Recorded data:
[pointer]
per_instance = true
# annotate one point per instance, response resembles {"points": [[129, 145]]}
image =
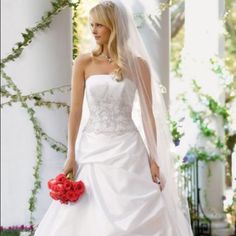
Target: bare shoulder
{"points": [[83, 59], [142, 62]]}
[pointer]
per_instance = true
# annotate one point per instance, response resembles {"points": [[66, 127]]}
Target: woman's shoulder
{"points": [[83, 58]]}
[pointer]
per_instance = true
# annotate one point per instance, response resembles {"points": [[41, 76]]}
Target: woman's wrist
{"points": [[71, 155]]}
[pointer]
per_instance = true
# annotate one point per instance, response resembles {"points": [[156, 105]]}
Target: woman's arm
{"points": [[148, 119], [77, 96]]}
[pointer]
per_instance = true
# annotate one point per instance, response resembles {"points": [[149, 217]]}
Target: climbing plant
{"points": [[11, 92]]}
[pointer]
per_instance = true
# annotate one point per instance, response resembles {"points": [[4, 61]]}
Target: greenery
{"points": [[16, 96]]}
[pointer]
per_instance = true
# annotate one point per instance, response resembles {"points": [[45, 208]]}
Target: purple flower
{"points": [[176, 142], [189, 158]]}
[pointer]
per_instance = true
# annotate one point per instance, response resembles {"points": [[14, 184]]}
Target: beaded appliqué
{"points": [[108, 116]]}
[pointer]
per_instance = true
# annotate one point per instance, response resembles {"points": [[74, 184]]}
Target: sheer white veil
{"points": [[150, 114]]}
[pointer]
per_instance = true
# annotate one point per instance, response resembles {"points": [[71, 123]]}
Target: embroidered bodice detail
{"points": [[110, 105]]}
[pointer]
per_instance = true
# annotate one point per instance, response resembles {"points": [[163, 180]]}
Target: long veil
{"points": [[150, 115]]}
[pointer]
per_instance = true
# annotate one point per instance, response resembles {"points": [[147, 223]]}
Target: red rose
{"points": [[67, 185], [61, 178]]}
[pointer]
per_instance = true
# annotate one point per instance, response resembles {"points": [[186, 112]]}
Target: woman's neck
{"points": [[105, 50]]}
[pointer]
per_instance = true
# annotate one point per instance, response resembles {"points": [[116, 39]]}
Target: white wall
{"points": [[44, 64]]}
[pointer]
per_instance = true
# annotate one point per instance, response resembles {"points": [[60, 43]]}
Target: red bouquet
{"points": [[64, 189]]}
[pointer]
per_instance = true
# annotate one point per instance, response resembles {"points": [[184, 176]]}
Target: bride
{"points": [[123, 154]]}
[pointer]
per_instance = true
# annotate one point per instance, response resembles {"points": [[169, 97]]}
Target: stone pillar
{"points": [[204, 40], [155, 32], [44, 64]]}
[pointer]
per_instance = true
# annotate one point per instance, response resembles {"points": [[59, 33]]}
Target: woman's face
{"points": [[100, 32]]}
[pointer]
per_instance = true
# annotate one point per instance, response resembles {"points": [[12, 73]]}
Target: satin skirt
{"points": [[120, 197]]}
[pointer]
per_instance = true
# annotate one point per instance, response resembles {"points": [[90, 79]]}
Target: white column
{"points": [[203, 41], [44, 64], [155, 33]]}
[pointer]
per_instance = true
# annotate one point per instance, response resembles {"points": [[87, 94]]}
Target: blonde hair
{"points": [[104, 13]]}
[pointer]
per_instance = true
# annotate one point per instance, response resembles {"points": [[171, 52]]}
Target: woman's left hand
{"points": [[155, 171]]}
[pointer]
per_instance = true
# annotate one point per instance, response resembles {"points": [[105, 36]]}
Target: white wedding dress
{"points": [[120, 197]]}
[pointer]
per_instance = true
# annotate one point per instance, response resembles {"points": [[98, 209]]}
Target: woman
{"points": [[126, 194]]}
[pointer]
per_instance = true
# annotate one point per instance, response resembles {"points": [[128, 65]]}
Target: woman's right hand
{"points": [[70, 166]]}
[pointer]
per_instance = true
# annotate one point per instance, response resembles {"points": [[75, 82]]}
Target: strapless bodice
{"points": [[110, 104]]}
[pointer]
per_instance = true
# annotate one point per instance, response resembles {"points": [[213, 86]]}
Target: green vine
{"points": [[28, 36], [213, 108]]}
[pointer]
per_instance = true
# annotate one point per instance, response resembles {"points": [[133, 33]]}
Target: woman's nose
{"points": [[94, 30]]}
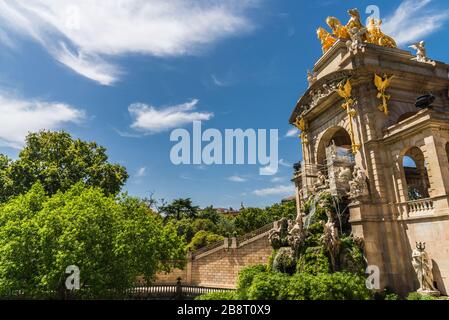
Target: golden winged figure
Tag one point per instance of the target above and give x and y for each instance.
(300, 123)
(344, 90)
(382, 84)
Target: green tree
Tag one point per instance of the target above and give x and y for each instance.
(179, 209)
(58, 161)
(112, 241)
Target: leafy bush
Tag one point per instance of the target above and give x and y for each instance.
(339, 286)
(217, 296)
(285, 261)
(267, 286)
(298, 288)
(246, 276)
(313, 261)
(202, 239)
(111, 240)
(419, 296)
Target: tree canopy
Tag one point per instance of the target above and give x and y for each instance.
(111, 240)
(57, 162)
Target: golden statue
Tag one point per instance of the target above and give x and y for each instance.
(382, 84)
(344, 90)
(370, 34)
(377, 37)
(338, 30)
(327, 40)
(355, 24)
(300, 123)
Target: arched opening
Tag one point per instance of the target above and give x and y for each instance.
(416, 175)
(340, 141)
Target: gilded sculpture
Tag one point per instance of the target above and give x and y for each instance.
(300, 123)
(327, 40)
(354, 33)
(344, 90)
(382, 84)
(421, 53)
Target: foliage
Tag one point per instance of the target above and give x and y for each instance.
(314, 261)
(418, 296)
(58, 161)
(246, 276)
(267, 286)
(179, 209)
(111, 240)
(217, 296)
(326, 286)
(285, 261)
(203, 239)
(210, 214)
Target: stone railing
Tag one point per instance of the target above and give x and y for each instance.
(422, 206)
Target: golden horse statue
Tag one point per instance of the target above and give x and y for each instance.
(327, 40)
(369, 34)
(377, 37)
(338, 29)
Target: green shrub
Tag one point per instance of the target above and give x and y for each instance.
(267, 286)
(419, 296)
(202, 239)
(225, 295)
(285, 261)
(246, 277)
(339, 286)
(298, 288)
(313, 261)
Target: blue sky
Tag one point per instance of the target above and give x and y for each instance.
(239, 64)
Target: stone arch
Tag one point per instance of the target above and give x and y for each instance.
(415, 174)
(405, 116)
(336, 134)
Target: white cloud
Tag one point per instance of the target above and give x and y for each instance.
(284, 163)
(148, 119)
(413, 20)
(292, 133)
(274, 191)
(237, 179)
(18, 117)
(98, 30)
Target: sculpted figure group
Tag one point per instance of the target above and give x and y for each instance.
(354, 32)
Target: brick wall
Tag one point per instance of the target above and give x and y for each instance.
(220, 266)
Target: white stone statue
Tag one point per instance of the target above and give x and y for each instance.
(331, 239)
(423, 268)
(358, 185)
(421, 52)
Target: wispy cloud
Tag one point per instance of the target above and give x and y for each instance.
(413, 20)
(148, 119)
(292, 133)
(98, 30)
(237, 179)
(19, 116)
(274, 191)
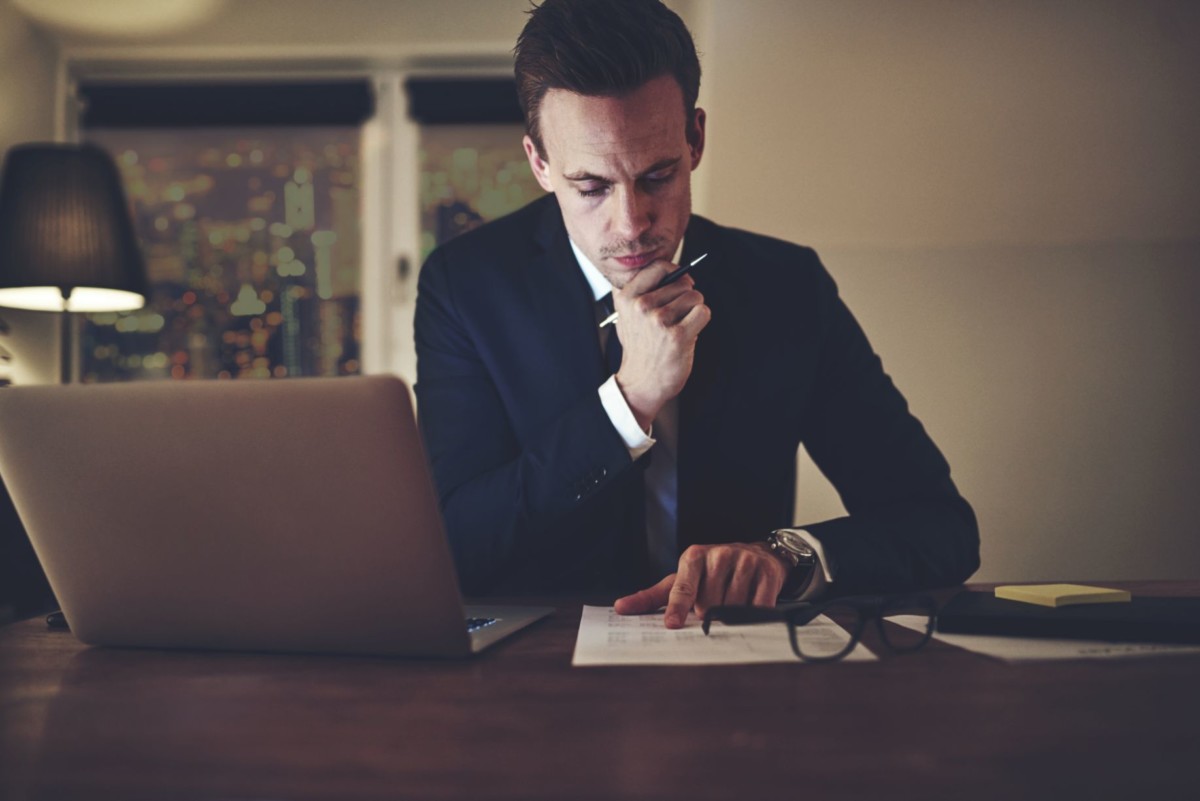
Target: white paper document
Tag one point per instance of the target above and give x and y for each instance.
(1029, 649)
(609, 638)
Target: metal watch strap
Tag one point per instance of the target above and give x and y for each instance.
(801, 556)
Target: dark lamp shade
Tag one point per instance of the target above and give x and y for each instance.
(65, 226)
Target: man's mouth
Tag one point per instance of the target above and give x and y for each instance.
(636, 260)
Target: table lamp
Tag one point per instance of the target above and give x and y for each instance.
(66, 238)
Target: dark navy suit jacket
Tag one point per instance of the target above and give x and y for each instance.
(538, 489)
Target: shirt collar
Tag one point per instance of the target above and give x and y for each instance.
(599, 284)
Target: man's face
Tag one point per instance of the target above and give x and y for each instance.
(621, 168)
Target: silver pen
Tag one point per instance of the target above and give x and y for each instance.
(670, 278)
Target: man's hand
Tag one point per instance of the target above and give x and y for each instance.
(658, 330)
(712, 576)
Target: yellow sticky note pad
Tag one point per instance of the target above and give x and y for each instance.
(1061, 595)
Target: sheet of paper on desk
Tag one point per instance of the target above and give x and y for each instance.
(609, 638)
(1030, 649)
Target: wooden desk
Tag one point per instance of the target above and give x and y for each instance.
(521, 723)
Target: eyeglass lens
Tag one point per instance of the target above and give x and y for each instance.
(906, 624)
(829, 637)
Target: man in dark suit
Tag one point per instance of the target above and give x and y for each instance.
(660, 452)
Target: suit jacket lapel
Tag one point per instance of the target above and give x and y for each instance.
(563, 309)
(705, 402)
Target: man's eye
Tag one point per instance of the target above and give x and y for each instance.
(659, 179)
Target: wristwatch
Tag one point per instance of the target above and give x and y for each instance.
(798, 554)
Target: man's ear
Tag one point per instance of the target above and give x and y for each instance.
(696, 137)
(539, 166)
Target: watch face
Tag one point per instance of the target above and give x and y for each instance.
(795, 543)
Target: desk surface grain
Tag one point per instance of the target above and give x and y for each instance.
(519, 722)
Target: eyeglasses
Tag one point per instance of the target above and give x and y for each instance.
(816, 639)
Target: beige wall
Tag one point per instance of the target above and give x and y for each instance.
(1008, 196)
(27, 114)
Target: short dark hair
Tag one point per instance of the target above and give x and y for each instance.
(601, 48)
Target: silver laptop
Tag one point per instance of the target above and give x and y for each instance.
(291, 515)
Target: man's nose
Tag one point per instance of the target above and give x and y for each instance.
(633, 215)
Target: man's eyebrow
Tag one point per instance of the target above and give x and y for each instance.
(663, 163)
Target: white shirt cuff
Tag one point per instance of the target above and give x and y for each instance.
(623, 420)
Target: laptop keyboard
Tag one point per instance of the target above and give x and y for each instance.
(475, 624)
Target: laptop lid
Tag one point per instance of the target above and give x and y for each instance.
(288, 515)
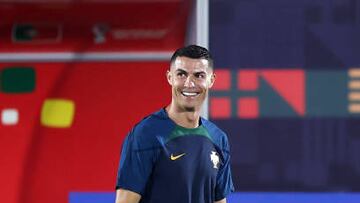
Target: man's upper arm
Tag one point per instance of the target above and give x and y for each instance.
(127, 196)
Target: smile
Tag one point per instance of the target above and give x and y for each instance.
(190, 94)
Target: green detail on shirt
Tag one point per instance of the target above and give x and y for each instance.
(181, 131)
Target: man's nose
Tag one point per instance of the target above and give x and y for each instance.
(189, 82)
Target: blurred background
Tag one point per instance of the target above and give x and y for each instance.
(76, 75)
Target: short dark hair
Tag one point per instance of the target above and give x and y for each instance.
(194, 52)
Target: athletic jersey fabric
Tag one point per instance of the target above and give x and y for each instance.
(167, 163)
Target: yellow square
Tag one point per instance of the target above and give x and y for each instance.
(57, 113)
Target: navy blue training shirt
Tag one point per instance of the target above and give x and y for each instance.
(164, 162)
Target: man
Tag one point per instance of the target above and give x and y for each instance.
(174, 155)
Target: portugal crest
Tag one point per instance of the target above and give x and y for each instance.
(214, 157)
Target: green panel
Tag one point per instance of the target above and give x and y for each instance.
(18, 80)
(181, 131)
(272, 104)
(326, 93)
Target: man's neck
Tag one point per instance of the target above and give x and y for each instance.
(183, 118)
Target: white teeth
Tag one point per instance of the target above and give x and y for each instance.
(189, 93)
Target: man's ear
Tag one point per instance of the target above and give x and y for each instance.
(212, 79)
(168, 77)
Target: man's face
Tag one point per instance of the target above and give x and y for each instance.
(190, 80)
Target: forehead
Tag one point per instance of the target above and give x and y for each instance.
(190, 64)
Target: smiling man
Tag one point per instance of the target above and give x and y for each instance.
(174, 155)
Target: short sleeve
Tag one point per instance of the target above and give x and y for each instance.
(224, 183)
(136, 164)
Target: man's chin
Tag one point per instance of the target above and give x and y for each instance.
(189, 108)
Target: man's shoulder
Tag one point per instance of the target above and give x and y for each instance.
(154, 124)
(217, 134)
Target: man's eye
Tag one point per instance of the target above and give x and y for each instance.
(200, 75)
(181, 74)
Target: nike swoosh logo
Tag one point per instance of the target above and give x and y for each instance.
(173, 158)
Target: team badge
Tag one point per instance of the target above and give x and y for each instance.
(214, 157)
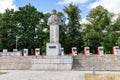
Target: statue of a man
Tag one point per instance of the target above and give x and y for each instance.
(54, 22)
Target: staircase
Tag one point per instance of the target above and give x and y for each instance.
(101, 63)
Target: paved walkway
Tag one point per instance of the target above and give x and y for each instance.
(42, 75)
(47, 75)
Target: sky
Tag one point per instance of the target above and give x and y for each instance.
(47, 5)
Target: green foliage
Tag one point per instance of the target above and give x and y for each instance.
(73, 35)
(31, 26)
(99, 31)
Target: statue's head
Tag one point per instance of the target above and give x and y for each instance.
(53, 11)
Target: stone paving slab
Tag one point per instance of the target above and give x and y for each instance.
(42, 75)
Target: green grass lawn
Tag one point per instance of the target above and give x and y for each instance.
(102, 77)
(3, 73)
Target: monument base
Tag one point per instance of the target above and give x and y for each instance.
(53, 49)
(52, 63)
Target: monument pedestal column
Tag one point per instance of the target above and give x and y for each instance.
(53, 49)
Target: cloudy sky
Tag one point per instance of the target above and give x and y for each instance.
(48, 5)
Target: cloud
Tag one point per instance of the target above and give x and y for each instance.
(7, 4)
(72, 1)
(110, 5)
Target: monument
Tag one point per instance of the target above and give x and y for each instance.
(54, 47)
(52, 60)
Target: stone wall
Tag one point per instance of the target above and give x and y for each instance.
(106, 62)
(15, 63)
(52, 63)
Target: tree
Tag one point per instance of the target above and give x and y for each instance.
(28, 19)
(8, 30)
(99, 28)
(73, 36)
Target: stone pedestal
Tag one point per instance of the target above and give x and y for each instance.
(52, 63)
(53, 49)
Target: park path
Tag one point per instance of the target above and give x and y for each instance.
(41, 75)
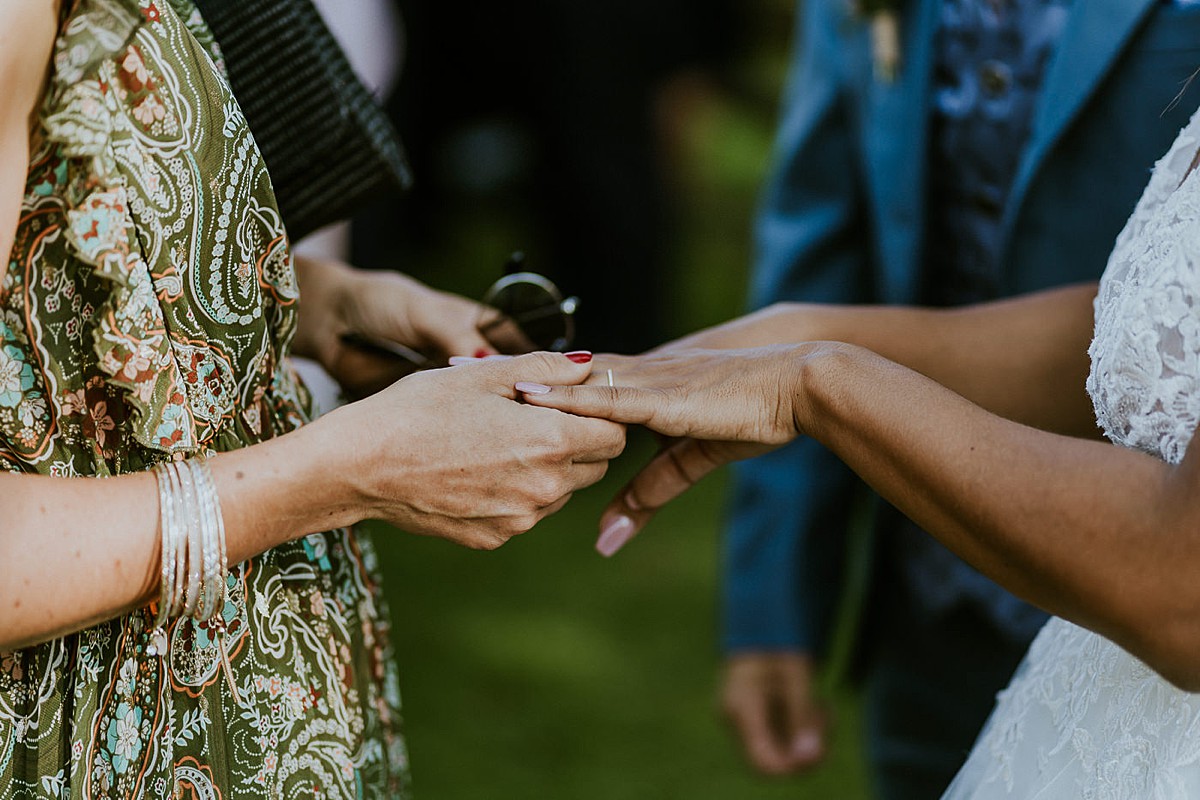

• **What to do**
For the word "lamp", go through the records and show each line that carries it.

• **Worked solution**
Target: dark lamp shade
Target: table lamp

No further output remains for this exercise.